What this exercise asks
[A] In the forum thread on steel versus acrylic tubs, which caulk does William James say is best for acrylic?
[B] From the forum thread on steel versus acrylic tubs, extract word for word the passage that begins at the words "Just thought I'd" and stops after "cast iron here..".
[C] List the usernames of everyone who posted in the forum thread on steel versus acrylic tubs.

Page excerpt
■ ■ ■ ■ ■

# steel tub versus acrylic



## stack_ca (Jul 24, 2007)

Anyone have a preference installing one or the other? I've talked to one plumber and GC who hate acrylic tubs and will only install steel. The GC claims that silicone caulk won't properly adhere to the acrylic and will eventually fail. I have installed both and found the steel tub had a more solid feel to it while the one acrylic tub I've installed did not sit properly (followed instructions to the letter) and had a very flimsy and bouncy feel to it. The acrylic tub was purchased by the client and I suspect they got the cheapest tub they could find. Maybe a case of you get what you pay for?

Can anyone ring in on which they prefer and the pros and cons?

Thanks
Rob in Ontario


----------



## Bad Boy Biker (Dec 12, 2009)

We prefer cast iron.


----------



## jarvis design (May 6, 2008)

Cast iron is the best, bar none!! That being said, most enamel tubs on the market are one-piece and will be lucky to last 10 years. Acrylic, on the other hand, is a very repairable and restorable surface (without refinishing, like enamel). Acrylic tubs, IMO, should be set in a bed of concrete to ensure the base is SOLID! As for maintenance, Acrylic is softer than enamel, therefore, stuff sticks to it easier than enamel.
Acrylic tubs are deeper and offer a sloped back - enamel - not so much.


----------



## AtlRemodeling (Jan 23, 2008)

I have only had one experience with an acrylic tub and surround in a basement finish. It was selected by HO and was a horrible experience that I will not go through again. We had constant problems with the tub separating from the sides/back of the surround although everything was installed exactly as recommended by manufacturer. 

I personally would not use one again!:no:


----------



## dsconstructs (Jul 20, 2010)

Just thought I'd put my vote in on this one. I completely gave up on steel tubs.....the quality just isn't there anymore in my opinion, not only in the thin steel they use but in the finish as well. I got tired of inspecting and having to exchange so many times due to lousy finish and bent/warped aprons prior to install, and then last year having a factory rep tell me that the surface rust in a 6 month old tub was due to stress cracks in the finish because it wasn't applied correctly, they'd be happy to replace the tub for free though it meant pulling new cultured marble surround as well. I use mainly acrylic tubs now and when set on a mortar base they are very solid. Other option is of course cast iron, though it costs a little more particularly transport/install labor.


----------



## plazaman (Apr 17, 2005)

cast iron here..


----------



## KillerToiletSpider (May 27, 2007)

When you take a shower in a tin tub it sounds like your rolling down a hill inside a metal garbage can.


----------



## William James (Mar 5, 2010)

Cast Iron will definitely last the longest, but is also the most difficult to install. 
It can stain, but usually takes years and years. 

Acrylic is my personal favorite. You can't beat a good quality acrylic for ease of install, repairability, and ease of cleaning. I use a couple tubs of thinset underneath. If you use Dap kwik seal then it will fail. I've seen it a thousand times. You need a flexible caulk, GE silicone is best, and it helps if you use an etching. 
Warning: don't use plumbers putty on acrylic! The oils will dry out the material and it will crack. You must not use heavy duty cleaners or abrasives. I use silicone. It's all based on quality of the acrylic you get, and quality/knowledge of install. I've installed over 400 acrylic tubs and showers, and yes caulked probably a thousand. They should be recaulked every 5-10 years. But I've seen jobs after 12 years and the caulk is still holding up. 

The steel tubs are on the bottom. The hollow metal sound. Once the enamel comes off they rust.


----------

■ ■ ■ ■ ■

Given entries
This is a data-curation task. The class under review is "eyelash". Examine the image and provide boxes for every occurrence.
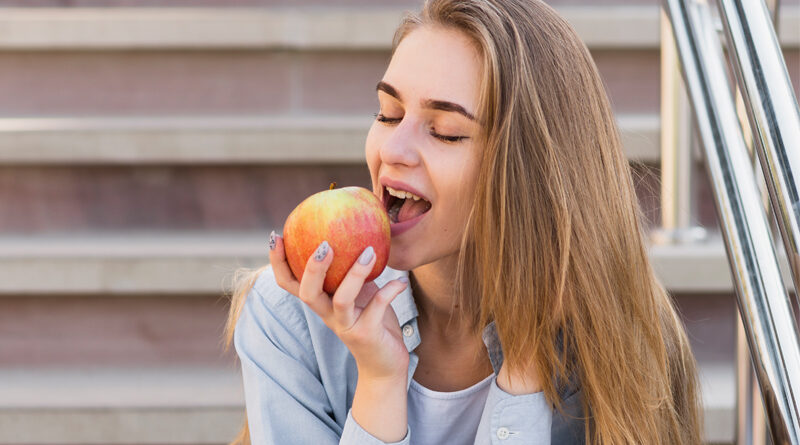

■ ■ ■ ■ ■

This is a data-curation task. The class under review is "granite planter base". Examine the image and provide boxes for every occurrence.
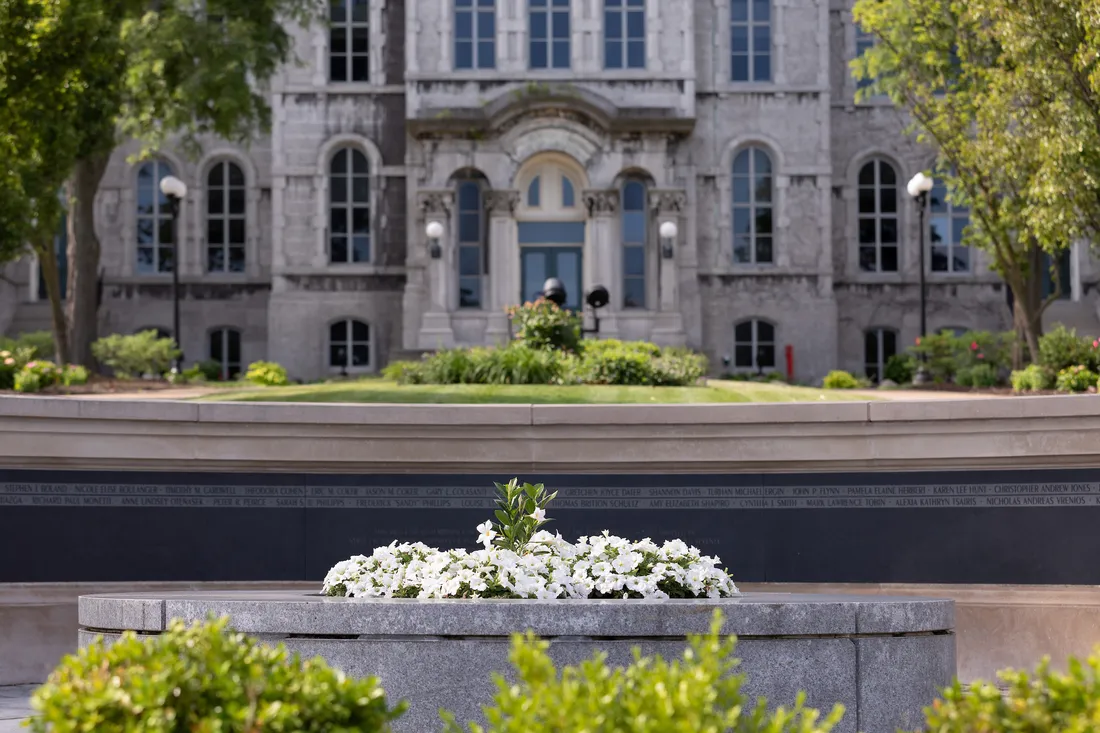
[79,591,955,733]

■ ■ ■ ■ ■

Solutions in order
[A] GE silicone.

[B]
Just thought I'd put my vote in on this one. I completely gave up on steel tubs.....the quality just isn't there anymore in my opinion, not only in the thin steel they use but in the finish as well. I got tired of inspecting and having to exchange so many times due to lousy finish and bent/warped aprons prior to install, and then last year having a factory rep tell me that the surface rust in a 6 month old tub was due to stress cracks in the finish because it wasn't applied correctly, they'd be happy to replace the tub for free though it meant pulling new cultured marble surround as well. I use mainly acrylic tubs now and when set on a mortar base they are very solid. Other option is of course cast iron, though it costs a little more particularly transport/install labor.


----------



## plazaman (Apr 17, 2005)

cast iron here..

[C]
stack_ca
Bad Boy Biker
jarvis design
AtlRemodeling
dsconstructs
plazaman
KillerToiletSpider
William James